## [WHAT IS EXPECTED]
Set down the data that follows again, exactly as written.

★ ★ ★ ★

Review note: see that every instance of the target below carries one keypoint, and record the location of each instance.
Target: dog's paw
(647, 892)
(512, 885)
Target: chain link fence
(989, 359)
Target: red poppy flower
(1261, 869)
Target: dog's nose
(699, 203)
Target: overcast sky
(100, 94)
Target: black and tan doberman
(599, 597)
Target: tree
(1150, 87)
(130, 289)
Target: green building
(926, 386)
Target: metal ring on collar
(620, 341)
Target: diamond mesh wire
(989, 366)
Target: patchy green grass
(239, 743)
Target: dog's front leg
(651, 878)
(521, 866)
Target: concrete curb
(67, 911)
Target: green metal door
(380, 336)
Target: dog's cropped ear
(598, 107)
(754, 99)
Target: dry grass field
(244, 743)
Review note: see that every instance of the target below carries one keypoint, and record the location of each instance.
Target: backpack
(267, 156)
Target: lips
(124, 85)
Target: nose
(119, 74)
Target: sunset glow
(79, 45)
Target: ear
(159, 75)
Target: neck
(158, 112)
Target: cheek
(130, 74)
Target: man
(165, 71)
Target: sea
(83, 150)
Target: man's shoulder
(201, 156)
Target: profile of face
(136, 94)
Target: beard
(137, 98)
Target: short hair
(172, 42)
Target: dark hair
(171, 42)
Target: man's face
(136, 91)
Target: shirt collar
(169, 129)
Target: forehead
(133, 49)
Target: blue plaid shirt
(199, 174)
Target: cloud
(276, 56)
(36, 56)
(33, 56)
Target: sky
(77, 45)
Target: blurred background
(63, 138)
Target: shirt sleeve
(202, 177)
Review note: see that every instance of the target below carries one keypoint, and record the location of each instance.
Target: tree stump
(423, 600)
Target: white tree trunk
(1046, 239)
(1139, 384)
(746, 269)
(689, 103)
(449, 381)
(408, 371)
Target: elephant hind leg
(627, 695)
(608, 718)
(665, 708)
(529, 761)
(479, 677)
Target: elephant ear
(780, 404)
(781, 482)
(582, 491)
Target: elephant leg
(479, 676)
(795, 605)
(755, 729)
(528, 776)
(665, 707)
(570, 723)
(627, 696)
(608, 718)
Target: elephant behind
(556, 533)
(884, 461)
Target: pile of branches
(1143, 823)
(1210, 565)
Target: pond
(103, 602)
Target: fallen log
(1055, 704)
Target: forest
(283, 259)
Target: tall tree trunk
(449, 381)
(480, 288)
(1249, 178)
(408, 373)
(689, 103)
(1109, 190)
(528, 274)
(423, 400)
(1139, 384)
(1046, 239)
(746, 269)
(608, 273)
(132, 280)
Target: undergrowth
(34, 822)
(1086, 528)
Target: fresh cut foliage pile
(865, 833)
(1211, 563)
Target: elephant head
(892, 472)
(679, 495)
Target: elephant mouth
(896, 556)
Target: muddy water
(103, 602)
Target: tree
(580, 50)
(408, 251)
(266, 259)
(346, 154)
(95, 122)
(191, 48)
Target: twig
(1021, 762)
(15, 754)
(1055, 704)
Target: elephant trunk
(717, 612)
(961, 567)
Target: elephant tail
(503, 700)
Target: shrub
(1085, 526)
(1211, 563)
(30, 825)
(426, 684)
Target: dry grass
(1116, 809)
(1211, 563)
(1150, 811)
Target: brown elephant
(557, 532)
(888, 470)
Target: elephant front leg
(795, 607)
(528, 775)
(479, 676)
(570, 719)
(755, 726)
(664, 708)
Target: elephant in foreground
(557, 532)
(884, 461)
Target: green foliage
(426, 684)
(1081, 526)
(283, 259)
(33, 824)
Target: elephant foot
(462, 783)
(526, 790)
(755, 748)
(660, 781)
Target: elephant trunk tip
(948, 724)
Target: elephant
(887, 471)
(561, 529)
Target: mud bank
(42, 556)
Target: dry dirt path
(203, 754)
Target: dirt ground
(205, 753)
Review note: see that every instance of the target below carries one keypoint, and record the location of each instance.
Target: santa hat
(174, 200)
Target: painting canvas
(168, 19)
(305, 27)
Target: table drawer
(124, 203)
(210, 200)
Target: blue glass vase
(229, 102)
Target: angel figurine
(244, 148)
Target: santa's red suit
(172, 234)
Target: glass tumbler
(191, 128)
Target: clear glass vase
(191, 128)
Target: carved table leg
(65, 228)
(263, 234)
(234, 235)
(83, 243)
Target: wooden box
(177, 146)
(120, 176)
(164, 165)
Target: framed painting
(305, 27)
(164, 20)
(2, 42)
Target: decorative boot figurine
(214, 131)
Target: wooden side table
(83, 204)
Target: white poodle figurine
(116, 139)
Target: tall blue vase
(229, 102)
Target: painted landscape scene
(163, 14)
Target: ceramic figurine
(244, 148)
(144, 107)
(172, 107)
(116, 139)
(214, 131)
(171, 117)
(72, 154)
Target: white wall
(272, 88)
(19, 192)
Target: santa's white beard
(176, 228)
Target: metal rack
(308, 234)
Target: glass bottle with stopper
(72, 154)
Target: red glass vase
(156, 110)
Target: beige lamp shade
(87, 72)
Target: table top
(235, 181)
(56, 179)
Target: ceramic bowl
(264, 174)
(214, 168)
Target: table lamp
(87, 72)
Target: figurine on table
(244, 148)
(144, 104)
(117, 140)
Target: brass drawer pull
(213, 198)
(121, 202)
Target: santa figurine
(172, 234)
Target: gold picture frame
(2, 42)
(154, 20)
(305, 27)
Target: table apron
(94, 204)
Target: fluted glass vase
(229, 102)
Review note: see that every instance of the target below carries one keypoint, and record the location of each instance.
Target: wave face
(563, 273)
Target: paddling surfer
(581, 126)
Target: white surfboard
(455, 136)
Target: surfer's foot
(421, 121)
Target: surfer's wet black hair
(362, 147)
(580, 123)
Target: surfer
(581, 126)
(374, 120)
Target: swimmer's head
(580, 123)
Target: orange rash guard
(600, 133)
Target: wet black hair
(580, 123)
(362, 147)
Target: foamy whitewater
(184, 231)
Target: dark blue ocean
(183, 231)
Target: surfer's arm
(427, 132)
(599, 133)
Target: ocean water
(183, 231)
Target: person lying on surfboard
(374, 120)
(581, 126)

★ ★ ★ ★

## [OUTPUT FOR THIS EXERCISE]
Review note: see that every instance of the target below carries one keypoint, and record the location of each instance.
Target: dog's paw
(647, 892)
(512, 885)
Target: chain link fence
(989, 359)
Target: red poppy flower
(1261, 869)
Target: dog's nose
(699, 203)
Target: overcast sky
(100, 94)
Target: black and tan doberman
(599, 597)
Target: tree
(1150, 87)
(130, 289)
Target: green building
(926, 386)
Target: metal ring on collar
(620, 341)
Target: diamond mesh wire
(989, 366)
Target: patchy green grass
(239, 743)
Target: dog's front leg
(651, 878)
(521, 866)
Target: concrete curb
(67, 911)
Target: green metal door
(380, 336)
Target: dog's cropped ear
(598, 107)
(754, 99)
Target: dry grass field
(244, 743)
Review note: see that every instance of the target below carries one keypoint, and record the location of each instance.
Target: backpack
(267, 156)
Target: lips
(124, 85)
Target: nose
(119, 74)
Target: sunset glow
(79, 45)
Target: ear
(159, 75)
Target: neck
(158, 112)
Target: cheek
(130, 74)
Target: man
(165, 71)
Target: sea
(83, 150)
Target: man's shoulder
(201, 156)
Target: profile of face
(136, 94)
Target: beard
(137, 98)
Target: short hair
(172, 42)
Target: dark hair
(171, 42)
Target: man's face
(136, 91)
Target: shirt collar
(169, 129)
Target: forehead
(133, 49)
Target: blue plaid shirt
(199, 174)
Target: cloud
(276, 56)
(36, 56)
(33, 56)
Target: sky
(77, 45)
Target: blurred background
(63, 138)
Target: shirt sleeve
(202, 177)
Review note: see that every instance of the target below carries one keypoint, and record the location of each instance.
Target: tree stump
(423, 600)
Target: white tree trunk
(1046, 239)
(1139, 384)
(746, 269)
(689, 103)
(449, 381)
(408, 371)
Target: elephant hind leg
(627, 695)
(608, 718)
(665, 708)
(529, 761)
(479, 677)
Target: elephant ear
(780, 404)
(781, 482)
(582, 491)
Target: elephant leg
(479, 676)
(795, 605)
(755, 729)
(528, 776)
(665, 707)
(570, 723)
(627, 696)
(608, 718)
Target: elephant behind
(556, 533)
(884, 461)
Target: pile of branches
(1143, 823)
(1210, 565)
Target: pond
(103, 602)
Target: fallen log
(1055, 704)
Target: forest
(283, 259)
Target: tall tree trunk
(449, 381)
(480, 288)
(1249, 178)
(408, 373)
(689, 103)
(1109, 190)
(528, 274)
(423, 400)
(1139, 384)
(1046, 239)
(746, 269)
(608, 273)
(132, 280)
Target: undergrowth
(34, 822)
(1086, 528)
Target: fresh cut foliage pile
(865, 833)
(1211, 563)
Target: elephant head
(892, 472)
(679, 495)
Target: elephant mouth
(896, 556)
Target: muddy water
(103, 602)
Target: tree
(580, 50)
(408, 251)
(266, 259)
(346, 154)
(95, 122)
(191, 48)
Target: twig
(1021, 762)
(15, 754)
(1055, 704)
Target: elephant trunk
(717, 612)
(961, 567)
Target: elephant tail
(503, 700)
Target: shrub
(1085, 526)
(1211, 563)
(30, 825)
(426, 684)
Target: dry grass
(1116, 809)
(1211, 563)
(1150, 811)
Target: brown elephant
(557, 532)
(888, 470)
Target: elephant front leg
(795, 607)
(528, 775)
(479, 676)
(570, 719)
(755, 726)
(664, 708)
Target: elephant in foreground
(557, 532)
(884, 461)
Target: green foliage
(426, 684)
(1081, 526)
(283, 259)
(33, 824)
Target: elephant foot
(462, 783)
(526, 790)
(755, 748)
(660, 781)
Target: elephant trunk tip
(948, 724)
Target: elephant
(887, 471)
(561, 529)
Target: mud bank
(42, 556)
Target: dry dirt path
(203, 754)
Target: dirt ground
(205, 753)
Review note: see that every instance of the target below carries one keypoint, and record the location of each instance.
Target: santa hat
(174, 200)
Target: painting canvas
(168, 19)
(305, 27)
Target: table drawer
(124, 203)
(210, 200)
Target: blue glass vase
(229, 102)
Target: angel figurine
(244, 148)
Target: santa's red suit
(172, 234)
Target: glass tumbler
(191, 128)
Target: clear glass vase
(191, 128)
Target: carved table leg
(65, 228)
(263, 234)
(234, 235)
(83, 243)
Target: wooden box
(177, 146)
(120, 176)
(164, 165)
Target: framed painting
(305, 27)
(164, 20)
(2, 42)
Target: decorative boot figurine
(214, 131)
Target: wooden side table
(83, 204)
Target: white poodle figurine
(116, 139)
Target: tall blue vase
(229, 102)
Target: painted landscape scene
(163, 14)
Target: ceramic figurine
(244, 148)
(144, 107)
(172, 107)
(116, 139)
(214, 131)
(171, 117)
(72, 154)
Target: white wall
(272, 88)
(19, 192)
Target: santa's white beard
(176, 228)
Target: metal rack
(308, 234)
Target: glass bottle with stopper
(72, 154)
Target: red glass vase
(156, 110)
Target: beige lamp shade
(87, 72)
Target: table top
(235, 181)
(56, 179)
Target: ceramic bowl
(264, 174)
(214, 168)
Target: table lamp
(87, 72)
Target: figurine on table
(244, 148)
(144, 104)
(117, 140)
Target: brass drawer pull
(213, 198)
(121, 202)
Target: santa figurine
(172, 234)
Target: gold picture frame
(2, 42)
(154, 20)
(305, 27)
Target: table apron
(94, 204)
Target: fluted glass vase
(229, 102)
Review note: see that every instance of the target below carries one keypoint, and record the location of each instance.
Target: wave face
(563, 273)
Target: paddling surfer
(581, 126)
Target: white surfboard
(455, 136)
Target: surfer's foot
(421, 121)
Target: surfer's wet black hair
(362, 147)
(580, 123)
Target: surfer
(581, 126)
(374, 120)
Target: swimmer's head
(580, 123)
Target: orange rash guard
(600, 133)
Target: wet black hair
(580, 123)
(362, 147)
Target: foamy whitewater
(184, 231)
Target: dark blue ocean
(183, 231)
Target: surfer's arm
(427, 132)
(599, 133)
Target: ocean water
(183, 231)
Target: person lying on surfboard
(374, 120)
(581, 126)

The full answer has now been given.